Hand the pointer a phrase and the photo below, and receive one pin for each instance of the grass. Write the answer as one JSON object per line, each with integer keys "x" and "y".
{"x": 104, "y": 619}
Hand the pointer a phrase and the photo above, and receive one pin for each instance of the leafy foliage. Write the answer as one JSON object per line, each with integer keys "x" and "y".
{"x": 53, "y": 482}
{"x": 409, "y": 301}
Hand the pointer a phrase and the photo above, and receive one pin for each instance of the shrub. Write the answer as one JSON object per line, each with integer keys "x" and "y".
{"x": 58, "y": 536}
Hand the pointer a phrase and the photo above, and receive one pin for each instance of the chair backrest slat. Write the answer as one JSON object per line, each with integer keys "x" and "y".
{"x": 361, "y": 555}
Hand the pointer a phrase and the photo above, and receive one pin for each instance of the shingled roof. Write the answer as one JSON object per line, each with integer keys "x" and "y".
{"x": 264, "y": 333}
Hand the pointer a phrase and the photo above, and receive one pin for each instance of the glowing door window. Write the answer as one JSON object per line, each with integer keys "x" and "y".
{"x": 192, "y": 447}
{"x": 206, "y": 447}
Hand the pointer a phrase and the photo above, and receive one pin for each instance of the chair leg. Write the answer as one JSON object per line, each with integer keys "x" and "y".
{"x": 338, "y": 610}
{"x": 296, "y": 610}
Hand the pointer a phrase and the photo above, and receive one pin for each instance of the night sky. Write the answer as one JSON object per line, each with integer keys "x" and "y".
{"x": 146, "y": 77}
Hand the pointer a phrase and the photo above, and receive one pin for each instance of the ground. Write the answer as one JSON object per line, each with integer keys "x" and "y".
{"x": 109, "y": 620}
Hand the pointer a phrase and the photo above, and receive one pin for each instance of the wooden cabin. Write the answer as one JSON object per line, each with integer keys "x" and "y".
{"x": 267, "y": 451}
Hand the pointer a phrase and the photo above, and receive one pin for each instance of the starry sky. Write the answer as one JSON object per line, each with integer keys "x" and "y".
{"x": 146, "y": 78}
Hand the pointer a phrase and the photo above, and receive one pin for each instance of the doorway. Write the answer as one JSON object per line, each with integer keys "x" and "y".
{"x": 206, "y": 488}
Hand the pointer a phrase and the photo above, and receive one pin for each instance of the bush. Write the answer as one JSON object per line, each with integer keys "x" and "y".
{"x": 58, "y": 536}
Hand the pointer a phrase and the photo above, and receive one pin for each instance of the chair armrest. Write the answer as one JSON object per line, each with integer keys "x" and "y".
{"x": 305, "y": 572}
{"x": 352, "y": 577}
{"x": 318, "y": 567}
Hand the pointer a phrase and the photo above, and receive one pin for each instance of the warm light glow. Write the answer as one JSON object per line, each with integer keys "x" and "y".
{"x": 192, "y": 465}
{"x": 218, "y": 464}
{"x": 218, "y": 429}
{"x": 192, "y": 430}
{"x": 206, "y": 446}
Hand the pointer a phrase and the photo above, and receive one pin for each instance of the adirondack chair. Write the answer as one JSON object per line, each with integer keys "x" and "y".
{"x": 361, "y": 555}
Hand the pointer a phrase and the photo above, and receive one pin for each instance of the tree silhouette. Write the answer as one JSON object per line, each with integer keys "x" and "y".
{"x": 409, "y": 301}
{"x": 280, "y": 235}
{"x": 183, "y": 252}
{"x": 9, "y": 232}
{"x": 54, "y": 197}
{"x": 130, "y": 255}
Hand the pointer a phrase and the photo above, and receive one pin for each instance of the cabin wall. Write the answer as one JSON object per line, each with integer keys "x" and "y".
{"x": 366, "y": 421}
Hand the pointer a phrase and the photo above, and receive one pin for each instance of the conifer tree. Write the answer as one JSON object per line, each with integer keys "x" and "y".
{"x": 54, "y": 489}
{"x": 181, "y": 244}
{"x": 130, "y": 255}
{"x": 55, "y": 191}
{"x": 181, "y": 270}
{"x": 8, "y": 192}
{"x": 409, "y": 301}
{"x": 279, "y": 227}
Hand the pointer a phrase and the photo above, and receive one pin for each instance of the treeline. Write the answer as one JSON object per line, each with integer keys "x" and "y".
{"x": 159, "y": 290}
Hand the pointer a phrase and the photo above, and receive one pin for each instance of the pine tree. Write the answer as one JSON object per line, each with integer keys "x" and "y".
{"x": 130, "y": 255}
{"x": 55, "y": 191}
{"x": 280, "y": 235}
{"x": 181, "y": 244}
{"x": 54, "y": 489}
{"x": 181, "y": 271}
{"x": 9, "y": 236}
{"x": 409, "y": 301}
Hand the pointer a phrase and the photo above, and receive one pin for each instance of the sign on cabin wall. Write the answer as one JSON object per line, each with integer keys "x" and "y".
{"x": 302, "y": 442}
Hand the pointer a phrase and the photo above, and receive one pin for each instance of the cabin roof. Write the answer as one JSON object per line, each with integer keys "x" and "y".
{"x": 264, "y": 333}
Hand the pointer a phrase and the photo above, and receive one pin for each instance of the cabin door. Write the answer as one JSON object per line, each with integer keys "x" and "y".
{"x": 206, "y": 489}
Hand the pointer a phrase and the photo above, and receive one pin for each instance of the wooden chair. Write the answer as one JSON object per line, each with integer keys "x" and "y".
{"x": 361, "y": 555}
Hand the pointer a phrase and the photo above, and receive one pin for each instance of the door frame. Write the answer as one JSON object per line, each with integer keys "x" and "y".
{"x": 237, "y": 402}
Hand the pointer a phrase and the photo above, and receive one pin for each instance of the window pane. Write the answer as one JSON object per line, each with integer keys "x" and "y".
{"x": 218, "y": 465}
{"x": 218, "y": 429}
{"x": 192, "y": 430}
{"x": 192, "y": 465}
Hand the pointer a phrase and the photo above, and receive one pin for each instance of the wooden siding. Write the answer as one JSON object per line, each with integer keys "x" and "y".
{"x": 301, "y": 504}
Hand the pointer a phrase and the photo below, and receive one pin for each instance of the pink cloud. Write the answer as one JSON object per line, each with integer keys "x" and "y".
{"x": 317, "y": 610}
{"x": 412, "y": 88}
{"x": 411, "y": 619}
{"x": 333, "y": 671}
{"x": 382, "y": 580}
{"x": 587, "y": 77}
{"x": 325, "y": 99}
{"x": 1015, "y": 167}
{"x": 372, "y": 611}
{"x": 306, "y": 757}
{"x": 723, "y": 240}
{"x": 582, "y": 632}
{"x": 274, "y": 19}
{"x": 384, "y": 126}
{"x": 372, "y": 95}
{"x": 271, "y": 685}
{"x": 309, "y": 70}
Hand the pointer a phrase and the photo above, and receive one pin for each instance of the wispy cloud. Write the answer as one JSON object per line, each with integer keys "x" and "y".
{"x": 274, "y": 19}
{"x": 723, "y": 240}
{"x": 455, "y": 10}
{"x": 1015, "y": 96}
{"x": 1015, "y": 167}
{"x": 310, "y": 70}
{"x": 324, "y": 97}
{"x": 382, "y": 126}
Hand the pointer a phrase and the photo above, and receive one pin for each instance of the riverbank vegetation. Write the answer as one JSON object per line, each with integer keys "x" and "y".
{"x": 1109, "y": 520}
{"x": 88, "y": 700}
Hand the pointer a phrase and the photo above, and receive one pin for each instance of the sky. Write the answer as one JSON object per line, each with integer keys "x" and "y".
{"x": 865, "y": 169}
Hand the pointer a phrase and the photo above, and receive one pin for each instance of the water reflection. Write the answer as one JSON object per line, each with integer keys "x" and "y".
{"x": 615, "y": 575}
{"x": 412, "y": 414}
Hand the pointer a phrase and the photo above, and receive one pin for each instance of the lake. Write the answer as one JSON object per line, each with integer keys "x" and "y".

☆ ☆ ☆ ☆ ☆

• [Task to carry out]: Rescale the lines of the material between the one holding "of the water" and the end of the material, inclusive. Write them all out again, requests included, with each x and y pin coordinate in the answers multiplied by 2.1 and rounded to a whole number, halves rounding up.

• [Finished answer]:
Hand the pointer a phrase and the photo above, and receive one pin for each instance of the water reflection. Write the answer as one JSON object per line, each with integer keys "x" and "y".
{"x": 1292, "y": 1208}
{"x": 865, "y": 869}
Hand the pointer a phrase and the photo above, and receive one pin for each instance of the lake. Write the answer as one JSON object per line, each with integer keys "x" and "y".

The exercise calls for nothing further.